§ **Entries provided**
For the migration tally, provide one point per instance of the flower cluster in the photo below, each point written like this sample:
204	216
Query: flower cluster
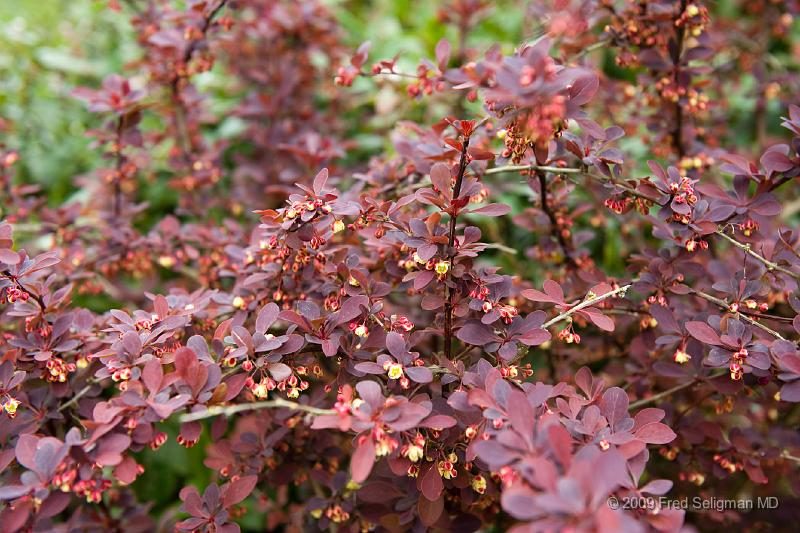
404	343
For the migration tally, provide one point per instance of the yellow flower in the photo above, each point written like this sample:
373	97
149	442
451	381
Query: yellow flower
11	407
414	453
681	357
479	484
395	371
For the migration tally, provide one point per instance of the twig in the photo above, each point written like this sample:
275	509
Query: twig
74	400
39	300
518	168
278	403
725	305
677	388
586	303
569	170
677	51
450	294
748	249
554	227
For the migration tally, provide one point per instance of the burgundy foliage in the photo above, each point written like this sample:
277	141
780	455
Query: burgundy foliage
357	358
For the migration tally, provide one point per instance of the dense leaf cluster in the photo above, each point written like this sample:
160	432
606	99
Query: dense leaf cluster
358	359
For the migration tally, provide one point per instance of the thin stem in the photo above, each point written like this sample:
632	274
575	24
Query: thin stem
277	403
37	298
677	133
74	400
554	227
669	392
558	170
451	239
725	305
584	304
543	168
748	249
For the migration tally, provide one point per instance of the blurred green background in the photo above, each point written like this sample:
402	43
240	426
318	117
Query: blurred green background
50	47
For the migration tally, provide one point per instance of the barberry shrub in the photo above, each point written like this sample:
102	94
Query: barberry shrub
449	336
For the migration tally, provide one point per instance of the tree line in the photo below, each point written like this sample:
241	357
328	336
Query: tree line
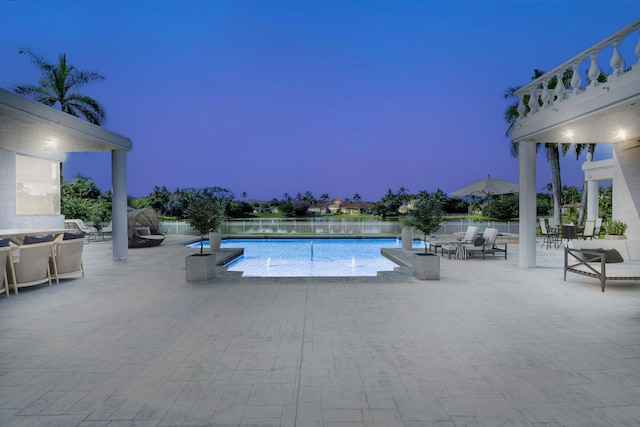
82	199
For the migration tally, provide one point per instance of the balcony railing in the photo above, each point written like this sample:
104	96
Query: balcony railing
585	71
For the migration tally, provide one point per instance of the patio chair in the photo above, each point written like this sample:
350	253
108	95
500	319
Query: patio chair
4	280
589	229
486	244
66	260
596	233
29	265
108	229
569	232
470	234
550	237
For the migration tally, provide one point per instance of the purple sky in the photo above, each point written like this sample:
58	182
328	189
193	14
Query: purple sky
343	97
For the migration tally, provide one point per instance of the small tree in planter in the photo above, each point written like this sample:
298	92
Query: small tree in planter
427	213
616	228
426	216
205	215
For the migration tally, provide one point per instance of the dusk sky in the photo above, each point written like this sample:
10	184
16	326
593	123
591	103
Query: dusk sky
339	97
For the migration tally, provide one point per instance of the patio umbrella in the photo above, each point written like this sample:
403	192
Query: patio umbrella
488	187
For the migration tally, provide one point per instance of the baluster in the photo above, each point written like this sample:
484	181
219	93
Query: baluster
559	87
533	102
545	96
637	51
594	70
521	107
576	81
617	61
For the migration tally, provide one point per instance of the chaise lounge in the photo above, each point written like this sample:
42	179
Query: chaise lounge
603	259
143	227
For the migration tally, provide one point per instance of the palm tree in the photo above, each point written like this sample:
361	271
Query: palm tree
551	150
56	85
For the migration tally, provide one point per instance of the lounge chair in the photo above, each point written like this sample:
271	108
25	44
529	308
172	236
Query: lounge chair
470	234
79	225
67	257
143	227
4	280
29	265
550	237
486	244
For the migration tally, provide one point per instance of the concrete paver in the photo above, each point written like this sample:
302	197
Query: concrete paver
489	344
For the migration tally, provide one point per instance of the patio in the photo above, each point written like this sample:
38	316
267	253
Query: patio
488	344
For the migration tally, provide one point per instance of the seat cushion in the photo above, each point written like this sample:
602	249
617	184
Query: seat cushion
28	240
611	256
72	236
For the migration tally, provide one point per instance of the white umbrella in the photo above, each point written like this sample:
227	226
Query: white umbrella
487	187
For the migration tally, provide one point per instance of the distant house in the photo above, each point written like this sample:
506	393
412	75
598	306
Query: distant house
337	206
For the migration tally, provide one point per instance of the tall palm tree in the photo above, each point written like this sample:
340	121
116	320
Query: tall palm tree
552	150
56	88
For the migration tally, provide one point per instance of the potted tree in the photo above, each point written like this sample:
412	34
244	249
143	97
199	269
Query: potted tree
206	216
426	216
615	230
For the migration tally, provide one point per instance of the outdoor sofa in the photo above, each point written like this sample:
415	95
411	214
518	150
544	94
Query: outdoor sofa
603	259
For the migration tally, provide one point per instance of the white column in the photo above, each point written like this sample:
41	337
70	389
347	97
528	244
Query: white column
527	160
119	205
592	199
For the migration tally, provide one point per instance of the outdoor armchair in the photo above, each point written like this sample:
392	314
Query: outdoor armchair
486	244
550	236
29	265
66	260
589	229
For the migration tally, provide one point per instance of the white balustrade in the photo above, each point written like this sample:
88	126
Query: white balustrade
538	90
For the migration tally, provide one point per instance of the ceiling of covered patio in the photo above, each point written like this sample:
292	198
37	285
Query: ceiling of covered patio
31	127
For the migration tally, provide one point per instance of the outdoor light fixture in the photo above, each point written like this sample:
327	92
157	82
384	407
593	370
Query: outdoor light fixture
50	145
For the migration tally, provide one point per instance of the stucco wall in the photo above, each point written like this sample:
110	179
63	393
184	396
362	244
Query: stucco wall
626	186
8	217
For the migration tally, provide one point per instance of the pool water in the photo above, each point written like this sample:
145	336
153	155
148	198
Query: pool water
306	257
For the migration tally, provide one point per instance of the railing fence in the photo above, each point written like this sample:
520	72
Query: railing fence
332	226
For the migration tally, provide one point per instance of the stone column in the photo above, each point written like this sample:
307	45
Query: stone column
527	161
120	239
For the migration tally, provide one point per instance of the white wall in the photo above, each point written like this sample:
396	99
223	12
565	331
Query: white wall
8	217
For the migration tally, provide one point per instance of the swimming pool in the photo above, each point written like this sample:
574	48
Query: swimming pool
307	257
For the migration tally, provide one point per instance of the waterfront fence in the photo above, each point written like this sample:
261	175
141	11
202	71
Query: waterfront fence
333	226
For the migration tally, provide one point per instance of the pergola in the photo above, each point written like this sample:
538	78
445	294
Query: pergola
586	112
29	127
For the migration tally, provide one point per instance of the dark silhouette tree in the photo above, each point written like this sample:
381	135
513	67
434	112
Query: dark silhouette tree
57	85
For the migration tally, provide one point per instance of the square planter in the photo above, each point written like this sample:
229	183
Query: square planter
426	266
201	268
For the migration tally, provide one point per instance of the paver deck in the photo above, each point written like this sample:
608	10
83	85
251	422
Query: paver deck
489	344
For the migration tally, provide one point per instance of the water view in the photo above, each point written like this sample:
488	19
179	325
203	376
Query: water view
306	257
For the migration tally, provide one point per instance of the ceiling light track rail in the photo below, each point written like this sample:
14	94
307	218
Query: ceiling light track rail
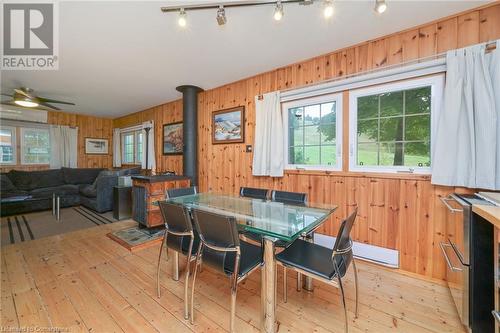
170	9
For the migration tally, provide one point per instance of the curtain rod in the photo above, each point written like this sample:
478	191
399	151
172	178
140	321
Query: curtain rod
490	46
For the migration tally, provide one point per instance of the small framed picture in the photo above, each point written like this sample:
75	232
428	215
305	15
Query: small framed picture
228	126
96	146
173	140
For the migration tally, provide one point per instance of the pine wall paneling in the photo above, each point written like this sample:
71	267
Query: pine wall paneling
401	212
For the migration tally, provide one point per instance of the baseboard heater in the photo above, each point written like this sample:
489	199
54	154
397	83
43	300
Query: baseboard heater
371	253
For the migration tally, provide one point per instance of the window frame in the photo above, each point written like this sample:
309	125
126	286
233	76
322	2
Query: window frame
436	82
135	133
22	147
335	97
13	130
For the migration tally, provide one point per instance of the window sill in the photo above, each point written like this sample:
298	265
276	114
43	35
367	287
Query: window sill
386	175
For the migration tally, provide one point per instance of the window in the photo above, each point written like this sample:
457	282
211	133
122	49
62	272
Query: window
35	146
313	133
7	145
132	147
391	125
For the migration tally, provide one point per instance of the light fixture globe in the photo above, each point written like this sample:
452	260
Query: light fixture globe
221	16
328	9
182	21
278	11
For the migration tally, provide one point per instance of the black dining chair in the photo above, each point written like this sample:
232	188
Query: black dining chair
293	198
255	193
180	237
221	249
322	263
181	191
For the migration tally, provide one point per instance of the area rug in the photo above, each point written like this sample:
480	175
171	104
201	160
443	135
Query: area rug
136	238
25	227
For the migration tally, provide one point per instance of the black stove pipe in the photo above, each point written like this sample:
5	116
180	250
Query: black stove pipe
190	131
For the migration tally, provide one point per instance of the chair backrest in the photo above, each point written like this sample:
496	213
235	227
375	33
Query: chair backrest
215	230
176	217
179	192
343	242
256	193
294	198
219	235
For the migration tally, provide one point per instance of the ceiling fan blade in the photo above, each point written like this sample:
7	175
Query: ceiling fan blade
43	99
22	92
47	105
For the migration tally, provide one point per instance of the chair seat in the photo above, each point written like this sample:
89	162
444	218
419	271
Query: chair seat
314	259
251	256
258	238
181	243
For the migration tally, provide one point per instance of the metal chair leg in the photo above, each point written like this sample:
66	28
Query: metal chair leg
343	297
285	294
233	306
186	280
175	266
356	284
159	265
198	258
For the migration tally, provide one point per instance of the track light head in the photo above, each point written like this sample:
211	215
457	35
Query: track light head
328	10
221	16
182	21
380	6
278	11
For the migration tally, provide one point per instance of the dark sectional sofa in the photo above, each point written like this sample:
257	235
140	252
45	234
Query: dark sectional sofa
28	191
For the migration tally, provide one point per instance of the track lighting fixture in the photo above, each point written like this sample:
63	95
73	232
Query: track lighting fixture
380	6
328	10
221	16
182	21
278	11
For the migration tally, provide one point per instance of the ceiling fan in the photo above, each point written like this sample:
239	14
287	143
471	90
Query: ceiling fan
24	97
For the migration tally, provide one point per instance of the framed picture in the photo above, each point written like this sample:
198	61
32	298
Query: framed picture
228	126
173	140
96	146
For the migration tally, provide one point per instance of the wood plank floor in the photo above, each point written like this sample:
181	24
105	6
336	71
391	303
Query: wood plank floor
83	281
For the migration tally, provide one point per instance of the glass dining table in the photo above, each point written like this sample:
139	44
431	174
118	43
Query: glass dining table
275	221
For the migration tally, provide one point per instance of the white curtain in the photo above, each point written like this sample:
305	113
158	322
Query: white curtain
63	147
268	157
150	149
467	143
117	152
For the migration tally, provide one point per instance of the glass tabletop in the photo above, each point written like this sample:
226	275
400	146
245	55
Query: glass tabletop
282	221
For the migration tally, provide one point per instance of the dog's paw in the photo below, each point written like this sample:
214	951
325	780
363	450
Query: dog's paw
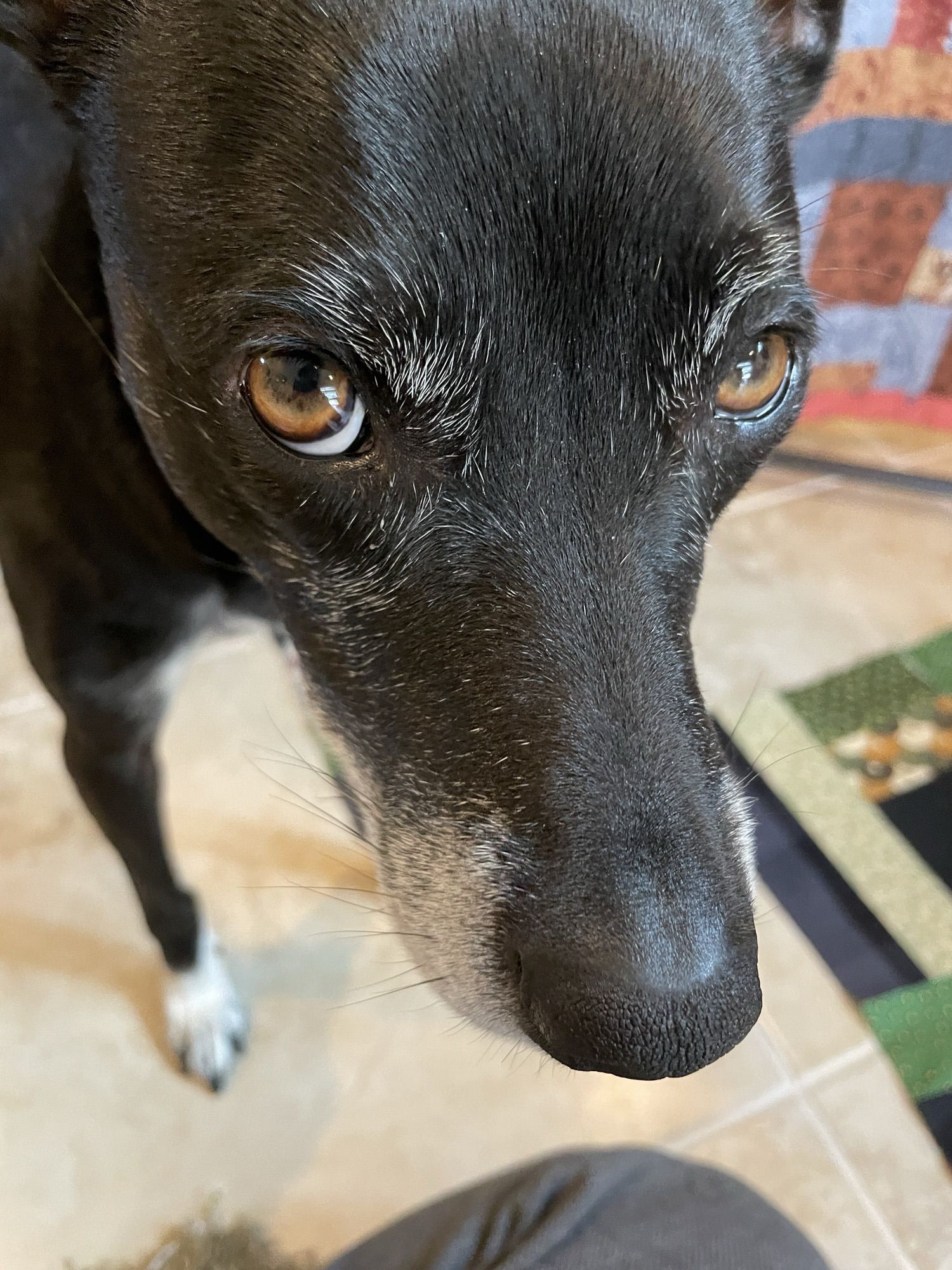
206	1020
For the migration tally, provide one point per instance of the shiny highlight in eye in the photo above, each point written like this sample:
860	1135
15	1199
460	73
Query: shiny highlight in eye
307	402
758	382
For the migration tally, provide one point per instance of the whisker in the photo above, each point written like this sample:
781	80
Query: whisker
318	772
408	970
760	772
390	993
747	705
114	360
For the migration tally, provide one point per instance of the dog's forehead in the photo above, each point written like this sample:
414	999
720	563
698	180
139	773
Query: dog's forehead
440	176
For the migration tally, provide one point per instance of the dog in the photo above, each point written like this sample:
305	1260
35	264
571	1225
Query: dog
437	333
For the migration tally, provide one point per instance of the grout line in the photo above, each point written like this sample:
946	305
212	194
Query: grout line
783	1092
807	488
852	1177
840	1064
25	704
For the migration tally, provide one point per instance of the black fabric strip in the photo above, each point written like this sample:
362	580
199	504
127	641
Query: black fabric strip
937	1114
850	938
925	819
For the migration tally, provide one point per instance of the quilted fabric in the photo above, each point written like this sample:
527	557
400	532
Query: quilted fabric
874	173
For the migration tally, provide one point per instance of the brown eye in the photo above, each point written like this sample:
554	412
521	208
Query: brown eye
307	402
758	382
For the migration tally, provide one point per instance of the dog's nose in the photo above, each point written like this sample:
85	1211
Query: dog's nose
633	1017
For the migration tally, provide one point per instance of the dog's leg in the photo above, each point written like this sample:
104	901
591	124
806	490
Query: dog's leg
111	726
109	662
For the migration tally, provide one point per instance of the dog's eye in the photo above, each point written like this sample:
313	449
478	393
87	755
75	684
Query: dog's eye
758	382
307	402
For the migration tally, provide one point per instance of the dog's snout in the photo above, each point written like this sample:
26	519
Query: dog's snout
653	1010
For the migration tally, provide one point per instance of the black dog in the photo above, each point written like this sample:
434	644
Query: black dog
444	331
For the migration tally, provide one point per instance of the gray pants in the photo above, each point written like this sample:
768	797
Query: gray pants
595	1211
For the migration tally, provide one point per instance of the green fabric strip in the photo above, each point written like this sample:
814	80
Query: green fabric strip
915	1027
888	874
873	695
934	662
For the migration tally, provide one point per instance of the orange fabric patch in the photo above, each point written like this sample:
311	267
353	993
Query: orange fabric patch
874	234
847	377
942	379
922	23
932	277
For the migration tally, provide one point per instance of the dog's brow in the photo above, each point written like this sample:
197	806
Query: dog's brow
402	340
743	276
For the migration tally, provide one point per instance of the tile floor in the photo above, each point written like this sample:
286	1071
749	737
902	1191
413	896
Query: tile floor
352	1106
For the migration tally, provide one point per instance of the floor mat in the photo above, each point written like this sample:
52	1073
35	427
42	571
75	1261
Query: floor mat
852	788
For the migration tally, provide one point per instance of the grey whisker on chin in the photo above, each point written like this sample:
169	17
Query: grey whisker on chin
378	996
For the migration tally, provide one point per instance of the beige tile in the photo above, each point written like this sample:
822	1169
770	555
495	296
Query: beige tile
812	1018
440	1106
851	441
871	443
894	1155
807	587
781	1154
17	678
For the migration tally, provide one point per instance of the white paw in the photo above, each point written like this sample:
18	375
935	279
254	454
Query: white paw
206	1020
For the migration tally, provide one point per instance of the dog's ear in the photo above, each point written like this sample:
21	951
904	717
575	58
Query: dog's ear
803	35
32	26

§ **Short exercise**
Find the line with "of the green" in the listing above, then write out that line and each remaining line exactly, with no other text.

§ **The completed task**
For the migration tally, provide one point per instance of the green fabric strip in the photo above, each point written like this sample:
814	80
Query: green fabric strip
915	1027
888	874
873	695
934	662
For the migration tally, provide one point per instance of the orange fabric patch in the photo above, each point written like this sample:
311	267
353	993
Query: orange fabric patch
874	234
847	377
942	379
922	23
932	277
For the migration tally, provide one point per instance of the dog's brow in the photo above, each point written like this sample:
197	806
Query: dog's brow
402	340
743	276
For the migration tally, provide one point per instance of the tile floor in the photo above, each point written like this sample:
286	1071
749	737
902	1191
413	896
Query: tile floor
352	1106
For the migration tally, provide one point per instance of the floor mat in the photo above, each point written like this sample:
52	1073
35	427
42	571
75	1261
Query: floor mat
852	788
For the migration tally, provide one point per instance of the grey whisker on chin in the photo above, each point written like this sample:
169	17
Query: grey whisker on chin
378	996
For the migration tally, provide one point per instance of the beige tile in the photo above, each point written like this sample:
822	1169
770	555
495	296
Query: beige tile
812	1018
440	1106
851	441
871	443
894	1155
807	587
781	1154
17	678
For the migration tally, provide one point per instance of the white paw in the photo above, each point written like this sample:
18	375
935	279
254	454
Query: white paw
206	1020
For the migration tally, provide one point per instance of the dog's ear in the photo above, each point written like this sample:
21	951
904	717
575	58
Query: dog's ear
803	35
32	26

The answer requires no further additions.